記述課題 A >> 本文で、チームを立て直す際に基本としてもう一度始めた部分を、述べられているとおりにすべて挙げなさい。
記述課題 B >> エントリから、文字列「face」を含む行をすべて抜き出しなさい。

本文 >>
★ ★ ★ ★ ★
花田)ティーチング・コーチングの割合という意味で、やはり学生の方がティーチングの割合が多いと感じます。トレーニングの意味、食事の摂り方なども含めて教えていましたし、本の読み方やスピーチの方法、基礎的な学力や人間力を上げるような教育も考えながら行っていました。卒業後も選手を続ける学生は少ないので、教育的に見てそうした面を重要視する必要があったのです。
逆に実業団では、プロの選手であるメンバーの目指すところをどのようにサポートしてあげるかが大事になります。それぞれにさまざまなプロセスで強くなってきたので、それを尊重して、伸ばしてあげるような指導になりました。
実業団から母校早稲田へ。そこで感じた早稲田ならではの特色。
ーー上武大学、GMOインターネットグループを経て昨年6月から早稲田大学の駅伝監督に就任されました。“早稲田”の特徴はどのようなところに感じますか?
花田)「自主性が重んじられる」という点ですね。あくまで主役は選手で、「本人がどうしたいか」をすごく大事にしているところに早稲田らしさを感じています。
本人が強くなりたいのかどうかが一番大事ですし、本当に強くなりたいなら監督に頼らなくてもどんどん自分でやらなければならない。そうした風土が1年生のうちからあるので、ここでなら自分のやりたい指導ができるのではないかと感じています。
ーー近年、なかなかいい成績が残せていない中で、昨年はチームを立て直すことができた理由はそのあたりにあるのでしょうか?
花田)やはり早稲田は、伝統校ということもありもともと求められるレベルが高いです。私が就任したときには、強くなるためにいろいろ取り組むけれどもなかなか結果が出ず、いろいろとこんがらがってしまっている状態だと感じていました。レベルの高い取り組みをしながらも、基本的なことが第三者的に見ると全然できていなかったり。
なので、もう一度基本的な部分、ケアや食事、ジョグのやり方からスタートしていきました。その結果、もともとチームが持っていたポテンシャルが発揮できてよい結果につながり始めています。
ーー花田監督が何かを変えた、というわけではなく、基礎的なところからまた見直した結果だったのですね。花田監督が学生に指導されるうえで、一番大切にしていることは何ですか?
★ ★ ★ ★ ★
表示情報 >>
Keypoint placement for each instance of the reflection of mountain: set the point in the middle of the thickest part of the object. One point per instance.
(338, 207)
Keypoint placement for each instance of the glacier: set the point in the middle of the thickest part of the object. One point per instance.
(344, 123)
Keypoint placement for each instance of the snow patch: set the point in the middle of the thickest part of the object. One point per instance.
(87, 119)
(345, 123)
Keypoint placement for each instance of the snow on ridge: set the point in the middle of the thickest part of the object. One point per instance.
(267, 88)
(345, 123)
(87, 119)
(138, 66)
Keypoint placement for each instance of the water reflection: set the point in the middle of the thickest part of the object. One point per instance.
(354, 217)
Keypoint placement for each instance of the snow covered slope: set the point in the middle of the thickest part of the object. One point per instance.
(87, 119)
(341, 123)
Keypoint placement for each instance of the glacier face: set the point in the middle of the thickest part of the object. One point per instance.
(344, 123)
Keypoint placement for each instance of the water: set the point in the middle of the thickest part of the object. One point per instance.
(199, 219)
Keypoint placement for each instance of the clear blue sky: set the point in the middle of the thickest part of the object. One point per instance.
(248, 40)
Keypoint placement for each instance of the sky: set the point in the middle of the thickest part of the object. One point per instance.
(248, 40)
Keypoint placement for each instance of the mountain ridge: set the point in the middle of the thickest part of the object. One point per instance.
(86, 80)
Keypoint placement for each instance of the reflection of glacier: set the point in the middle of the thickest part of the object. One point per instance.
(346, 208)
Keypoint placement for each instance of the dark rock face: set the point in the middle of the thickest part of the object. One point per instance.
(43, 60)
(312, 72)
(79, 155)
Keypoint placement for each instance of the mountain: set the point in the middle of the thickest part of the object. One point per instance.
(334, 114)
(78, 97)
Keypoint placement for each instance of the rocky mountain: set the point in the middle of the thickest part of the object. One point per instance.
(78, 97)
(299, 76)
★ ★ ★ ★ ★
記述解答 A >> ケア、食事、ジョグのやり方

記述解答 B >>
Keypoint placement for each instance of the glacier face: set the point in the middle of the thickest part of the object. One point per instance.
Keypoint placement for each instance of the dark rock face: set the point in the middle of the thickest part of the object. One point per instance.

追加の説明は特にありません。